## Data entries
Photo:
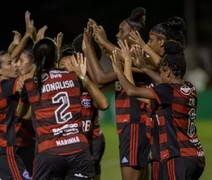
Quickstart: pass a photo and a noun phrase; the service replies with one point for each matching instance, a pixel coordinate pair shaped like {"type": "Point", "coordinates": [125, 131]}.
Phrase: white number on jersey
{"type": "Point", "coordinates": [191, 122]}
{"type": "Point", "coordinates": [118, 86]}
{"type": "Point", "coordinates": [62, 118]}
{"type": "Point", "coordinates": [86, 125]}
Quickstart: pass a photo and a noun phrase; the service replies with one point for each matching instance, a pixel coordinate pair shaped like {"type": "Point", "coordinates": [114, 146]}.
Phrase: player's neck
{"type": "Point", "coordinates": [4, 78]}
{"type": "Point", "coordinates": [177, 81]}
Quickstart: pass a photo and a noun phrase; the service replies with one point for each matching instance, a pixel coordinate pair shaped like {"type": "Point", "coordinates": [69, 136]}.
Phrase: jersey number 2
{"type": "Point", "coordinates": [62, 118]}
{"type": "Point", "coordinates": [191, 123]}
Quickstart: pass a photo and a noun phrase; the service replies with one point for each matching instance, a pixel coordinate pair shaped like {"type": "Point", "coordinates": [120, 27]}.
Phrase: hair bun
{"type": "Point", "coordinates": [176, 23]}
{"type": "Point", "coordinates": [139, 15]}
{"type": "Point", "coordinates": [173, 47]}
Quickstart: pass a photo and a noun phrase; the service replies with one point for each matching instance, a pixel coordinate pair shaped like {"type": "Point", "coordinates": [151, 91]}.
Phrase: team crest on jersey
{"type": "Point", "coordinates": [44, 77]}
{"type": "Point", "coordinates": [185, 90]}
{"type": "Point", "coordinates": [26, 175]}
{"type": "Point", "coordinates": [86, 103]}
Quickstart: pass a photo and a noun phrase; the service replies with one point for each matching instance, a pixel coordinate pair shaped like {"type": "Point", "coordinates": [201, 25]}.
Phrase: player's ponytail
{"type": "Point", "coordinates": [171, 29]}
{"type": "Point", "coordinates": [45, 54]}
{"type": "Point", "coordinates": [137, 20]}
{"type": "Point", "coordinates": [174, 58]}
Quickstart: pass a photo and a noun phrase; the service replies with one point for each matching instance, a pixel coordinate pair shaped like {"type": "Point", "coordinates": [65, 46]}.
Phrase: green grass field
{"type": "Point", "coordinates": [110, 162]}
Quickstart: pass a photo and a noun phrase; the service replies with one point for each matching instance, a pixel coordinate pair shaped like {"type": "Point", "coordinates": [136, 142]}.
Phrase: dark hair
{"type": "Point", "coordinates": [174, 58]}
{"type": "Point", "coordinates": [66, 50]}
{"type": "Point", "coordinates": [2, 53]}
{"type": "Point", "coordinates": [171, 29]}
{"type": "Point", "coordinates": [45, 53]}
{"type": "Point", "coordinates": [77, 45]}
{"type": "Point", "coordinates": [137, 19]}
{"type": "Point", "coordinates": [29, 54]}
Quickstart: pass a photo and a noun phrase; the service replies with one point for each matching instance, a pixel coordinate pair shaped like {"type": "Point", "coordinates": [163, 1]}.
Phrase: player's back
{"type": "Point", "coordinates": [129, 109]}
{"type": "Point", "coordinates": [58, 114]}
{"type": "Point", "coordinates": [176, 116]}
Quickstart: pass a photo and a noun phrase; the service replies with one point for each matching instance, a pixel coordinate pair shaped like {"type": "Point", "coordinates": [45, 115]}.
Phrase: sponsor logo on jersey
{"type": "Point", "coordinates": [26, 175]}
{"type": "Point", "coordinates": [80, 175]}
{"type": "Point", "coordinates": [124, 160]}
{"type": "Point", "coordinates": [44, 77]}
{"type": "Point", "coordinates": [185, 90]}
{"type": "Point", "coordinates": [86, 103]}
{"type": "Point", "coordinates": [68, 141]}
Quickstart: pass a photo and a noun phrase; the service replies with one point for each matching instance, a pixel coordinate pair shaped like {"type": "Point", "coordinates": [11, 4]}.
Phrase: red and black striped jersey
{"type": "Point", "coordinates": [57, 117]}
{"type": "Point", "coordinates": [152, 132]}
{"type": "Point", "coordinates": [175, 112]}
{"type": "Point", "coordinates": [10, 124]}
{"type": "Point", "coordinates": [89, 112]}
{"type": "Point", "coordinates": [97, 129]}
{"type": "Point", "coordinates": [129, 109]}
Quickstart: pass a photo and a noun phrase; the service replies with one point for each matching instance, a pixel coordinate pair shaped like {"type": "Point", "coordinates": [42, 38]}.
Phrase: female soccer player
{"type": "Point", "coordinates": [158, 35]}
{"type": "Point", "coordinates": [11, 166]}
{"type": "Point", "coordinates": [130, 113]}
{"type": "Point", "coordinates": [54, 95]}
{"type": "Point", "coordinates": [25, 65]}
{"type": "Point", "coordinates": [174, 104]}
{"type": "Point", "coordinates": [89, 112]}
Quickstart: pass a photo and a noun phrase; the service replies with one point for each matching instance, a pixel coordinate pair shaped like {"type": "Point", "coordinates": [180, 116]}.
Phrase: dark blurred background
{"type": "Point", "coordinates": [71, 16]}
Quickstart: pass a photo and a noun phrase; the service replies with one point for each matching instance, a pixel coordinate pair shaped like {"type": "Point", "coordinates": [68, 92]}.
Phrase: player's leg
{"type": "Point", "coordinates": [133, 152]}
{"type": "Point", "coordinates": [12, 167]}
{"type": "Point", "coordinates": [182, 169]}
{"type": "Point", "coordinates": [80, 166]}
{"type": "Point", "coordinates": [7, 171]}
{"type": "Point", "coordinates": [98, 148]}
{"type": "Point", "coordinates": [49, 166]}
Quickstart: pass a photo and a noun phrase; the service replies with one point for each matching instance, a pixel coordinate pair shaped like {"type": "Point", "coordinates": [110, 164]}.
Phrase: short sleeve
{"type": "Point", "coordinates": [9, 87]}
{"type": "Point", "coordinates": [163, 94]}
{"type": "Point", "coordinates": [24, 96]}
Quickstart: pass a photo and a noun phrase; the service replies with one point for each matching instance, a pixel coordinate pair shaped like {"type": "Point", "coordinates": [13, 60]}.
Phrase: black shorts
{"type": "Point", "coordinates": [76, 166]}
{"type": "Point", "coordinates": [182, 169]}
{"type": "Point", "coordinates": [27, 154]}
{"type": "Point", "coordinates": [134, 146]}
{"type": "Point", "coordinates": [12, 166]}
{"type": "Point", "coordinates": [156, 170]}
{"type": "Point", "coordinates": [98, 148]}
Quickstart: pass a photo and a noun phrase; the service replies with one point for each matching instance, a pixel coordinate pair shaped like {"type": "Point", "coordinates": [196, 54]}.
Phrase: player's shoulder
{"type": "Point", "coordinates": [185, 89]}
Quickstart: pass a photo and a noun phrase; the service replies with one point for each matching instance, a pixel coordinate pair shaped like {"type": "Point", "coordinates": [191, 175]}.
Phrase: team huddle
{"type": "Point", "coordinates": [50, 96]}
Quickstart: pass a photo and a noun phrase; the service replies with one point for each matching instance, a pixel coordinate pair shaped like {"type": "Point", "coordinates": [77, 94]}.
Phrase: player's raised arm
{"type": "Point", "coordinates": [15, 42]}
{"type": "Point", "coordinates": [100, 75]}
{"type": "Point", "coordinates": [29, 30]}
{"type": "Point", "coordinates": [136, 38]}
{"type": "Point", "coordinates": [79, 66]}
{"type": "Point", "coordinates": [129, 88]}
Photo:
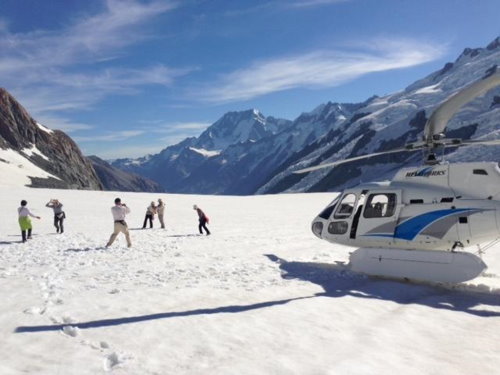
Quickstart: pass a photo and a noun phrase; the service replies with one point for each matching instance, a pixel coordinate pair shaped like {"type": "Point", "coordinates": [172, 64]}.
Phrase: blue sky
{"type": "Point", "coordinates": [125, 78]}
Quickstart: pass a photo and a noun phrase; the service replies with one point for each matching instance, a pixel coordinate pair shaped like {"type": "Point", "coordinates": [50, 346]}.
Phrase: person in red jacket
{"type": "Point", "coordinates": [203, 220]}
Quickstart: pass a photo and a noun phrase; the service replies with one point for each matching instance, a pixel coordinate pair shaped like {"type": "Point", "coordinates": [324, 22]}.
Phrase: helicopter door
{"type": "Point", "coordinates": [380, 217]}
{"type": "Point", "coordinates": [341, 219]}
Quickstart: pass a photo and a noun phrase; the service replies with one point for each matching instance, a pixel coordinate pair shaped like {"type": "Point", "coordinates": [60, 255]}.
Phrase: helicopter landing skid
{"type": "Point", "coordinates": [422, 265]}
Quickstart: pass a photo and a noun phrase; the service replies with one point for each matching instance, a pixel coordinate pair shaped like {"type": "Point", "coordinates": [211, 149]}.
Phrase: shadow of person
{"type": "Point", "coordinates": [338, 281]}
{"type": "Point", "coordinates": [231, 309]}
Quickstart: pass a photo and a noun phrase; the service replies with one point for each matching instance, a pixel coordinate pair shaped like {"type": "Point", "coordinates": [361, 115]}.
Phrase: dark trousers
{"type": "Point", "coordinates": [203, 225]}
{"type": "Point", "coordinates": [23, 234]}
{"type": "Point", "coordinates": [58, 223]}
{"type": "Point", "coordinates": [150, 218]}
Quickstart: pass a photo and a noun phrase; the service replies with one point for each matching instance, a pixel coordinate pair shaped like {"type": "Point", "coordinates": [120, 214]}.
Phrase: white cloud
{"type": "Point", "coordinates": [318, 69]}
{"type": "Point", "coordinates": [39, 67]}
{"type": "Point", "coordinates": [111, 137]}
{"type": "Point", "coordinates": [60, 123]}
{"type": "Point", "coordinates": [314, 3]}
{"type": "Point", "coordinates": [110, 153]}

## What you need to do
Only the final stretch of the entries above is needed: print exactly the lines from the line containing "Phrase: dark trousers" through the last one.

## Answer section
Phrase: dark trousers
{"type": "Point", "coordinates": [203, 225]}
{"type": "Point", "coordinates": [23, 234]}
{"type": "Point", "coordinates": [58, 223]}
{"type": "Point", "coordinates": [150, 218]}
Quickstart: pass a photo and a noun phrase; the service replies with one point for each matching instance, a pixel coordinate pair shaped like {"type": "Point", "coordinates": [120, 214]}.
Phrase: white cloud
{"type": "Point", "coordinates": [318, 69]}
{"type": "Point", "coordinates": [39, 67]}
{"type": "Point", "coordinates": [111, 137]}
{"type": "Point", "coordinates": [60, 123]}
{"type": "Point", "coordinates": [314, 3]}
{"type": "Point", "coordinates": [110, 153]}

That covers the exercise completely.